>> begin Record excerpts

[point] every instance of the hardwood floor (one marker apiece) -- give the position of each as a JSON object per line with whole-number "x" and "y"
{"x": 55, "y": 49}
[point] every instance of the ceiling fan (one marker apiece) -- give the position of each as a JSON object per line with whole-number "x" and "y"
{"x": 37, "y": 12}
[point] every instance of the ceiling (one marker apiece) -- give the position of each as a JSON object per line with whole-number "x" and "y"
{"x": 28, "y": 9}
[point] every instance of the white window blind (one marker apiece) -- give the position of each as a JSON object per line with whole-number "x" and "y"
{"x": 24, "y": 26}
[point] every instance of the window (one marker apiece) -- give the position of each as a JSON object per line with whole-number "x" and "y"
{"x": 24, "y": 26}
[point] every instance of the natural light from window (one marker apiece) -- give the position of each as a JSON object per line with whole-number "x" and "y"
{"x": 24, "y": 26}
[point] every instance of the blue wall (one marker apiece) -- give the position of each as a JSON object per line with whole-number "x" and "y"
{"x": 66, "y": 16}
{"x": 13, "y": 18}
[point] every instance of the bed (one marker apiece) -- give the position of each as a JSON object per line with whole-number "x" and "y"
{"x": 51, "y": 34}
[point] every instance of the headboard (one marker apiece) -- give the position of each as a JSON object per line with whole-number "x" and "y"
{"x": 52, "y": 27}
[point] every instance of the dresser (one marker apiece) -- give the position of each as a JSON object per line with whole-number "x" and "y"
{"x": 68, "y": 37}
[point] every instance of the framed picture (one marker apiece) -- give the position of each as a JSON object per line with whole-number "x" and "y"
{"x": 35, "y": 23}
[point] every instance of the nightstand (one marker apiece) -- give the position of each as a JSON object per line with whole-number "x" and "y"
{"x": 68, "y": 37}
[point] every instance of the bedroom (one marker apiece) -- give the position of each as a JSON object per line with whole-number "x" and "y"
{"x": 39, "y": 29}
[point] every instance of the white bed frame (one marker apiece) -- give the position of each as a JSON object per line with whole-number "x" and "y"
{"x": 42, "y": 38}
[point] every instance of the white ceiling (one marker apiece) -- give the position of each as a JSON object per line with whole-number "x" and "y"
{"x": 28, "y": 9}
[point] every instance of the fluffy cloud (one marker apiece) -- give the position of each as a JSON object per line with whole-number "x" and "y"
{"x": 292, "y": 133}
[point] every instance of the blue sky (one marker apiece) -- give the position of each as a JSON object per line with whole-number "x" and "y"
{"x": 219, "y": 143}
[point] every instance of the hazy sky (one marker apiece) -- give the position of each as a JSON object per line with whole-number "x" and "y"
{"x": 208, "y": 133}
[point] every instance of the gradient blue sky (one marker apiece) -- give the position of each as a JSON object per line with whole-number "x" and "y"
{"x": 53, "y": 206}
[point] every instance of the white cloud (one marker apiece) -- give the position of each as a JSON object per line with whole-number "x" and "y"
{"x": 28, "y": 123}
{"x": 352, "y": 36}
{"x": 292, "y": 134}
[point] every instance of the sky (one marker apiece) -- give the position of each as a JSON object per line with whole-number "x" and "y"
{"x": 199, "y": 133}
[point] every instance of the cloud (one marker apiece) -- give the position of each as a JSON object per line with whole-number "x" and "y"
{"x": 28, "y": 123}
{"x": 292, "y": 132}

>> end Record excerpts

Take the entries and copy them out exactly.

[point] every instance of the hardwood floor (one marker apiece) -- give the position of each as a JSON object per line with whole-number "x" and "y"
{"x": 55, "y": 49}
[point] every instance of the ceiling fan (one marker apiece) -- give the position of each as a JSON object per line with whole-number "x" and "y"
{"x": 37, "y": 12}
[point] every instance of the ceiling (one marker apiece) -- give the position of each as a JSON object per line with whole-number "x" and "y"
{"x": 28, "y": 9}
[point] every instance of the white window blind (one marker apiece) -- give the position of each as a JSON object per line with whole-number "x" and "y"
{"x": 24, "y": 26}
[point] every instance of the window (one marker apiece) -- give the position of each as a JSON object per line with whole-number "x" and "y"
{"x": 24, "y": 26}
[point] every instance of the natural light from window (one marker apiece) -- give the position of each as a JSON object per line with whole-number "x" and "y"
{"x": 24, "y": 26}
[point] every instance of the blue wall (one marker apiece) -- give the position of each as a JSON object per line with whole-number "x" and "y"
{"x": 66, "y": 16}
{"x": 13, "y": 18}
[point] every instance of the bed (one marker apiece) -- give the position of each as a JSON object per line with whole-number "x" and "y"
{"x": 51, "y": 34}
[point] every instance of the headboard (one marker apiece) -- give the position of each as a JSON object per line with whole-number "x" and "y"
{"x": 52, "y": 27}
[point] every instance of the dresser (one marker apiece) -- give the position of each as a JSON object per line with whole-number "x" and "y"
{"x": 68, "y": 37}
[point] every instance of the framed picture (one marker apiece) -- give the position of each as a JSON object per line with whole-number "x" and "y"
{"x": 35, "y": 23}
[point] every instance of the nightstand (one marker apiece) -- give the position of each as a JSON object per line with whole-number "x" and "y"
{"x": 68, "y": 37}
[point] every instance of the bedroom (one marker apiece) -- give the position of each as a JSON object per line with whole-number "x" and "y"
{"x": 39, "y": 29}
[point] every instance of the white bed frame (one marker apiece) -- give the position of each as a JSON object per line with whole-number "x" and "y"
{"x": 42, "y": 38}
[point] every instance of the white ceiling (one marker apiece) -- give the position of each as a JSON object per line with whole-number "x" and "y"
{"x": 28, "y": 9}
[point] every instance of the fluffy cloud (one marker apiece) -- give the position of each as a JSON object per line with whole-number "x" and "y"
{"x": 292, "y": 133}
[point] every instance of the blue sky (one marker apiece) -- give the position of each as a JSON object per line with whole-number "x" and "y"
{"x": 219, "y": 143}
[point] every instance of the hazy sky (one marker apiece) -- give the position of each as a JSON object per line with whole-number "x" and "y"
{"x": 208, "y": 133}
[point] every instance of the gradient blue sky (one marker apiece) -- give the position of each as a JSON object per line with whole-number "x" and "y"
{"x": 53, "y": 206}
[point] every instance of the white cloud (one marker apiece) -- give the position of each as a JSON object per line with whole-number "x" and "y"
{"x": 28, "y": 123}
{"x": 352, "y": 36}
{"x": 292, "y": 134}
[point] every instance of the sky (one marker apiece) -- give the position of each as a JSON object per line with whole-number "x" and "y"
{"x": 199, "y": 133}
[point] every instance of the cloud (one marker apiece) -- give the position of each as a JSON object per line with whole-number "x" and "y"
{"x": 28, "y": 123}
{"x": 292, "y": 132}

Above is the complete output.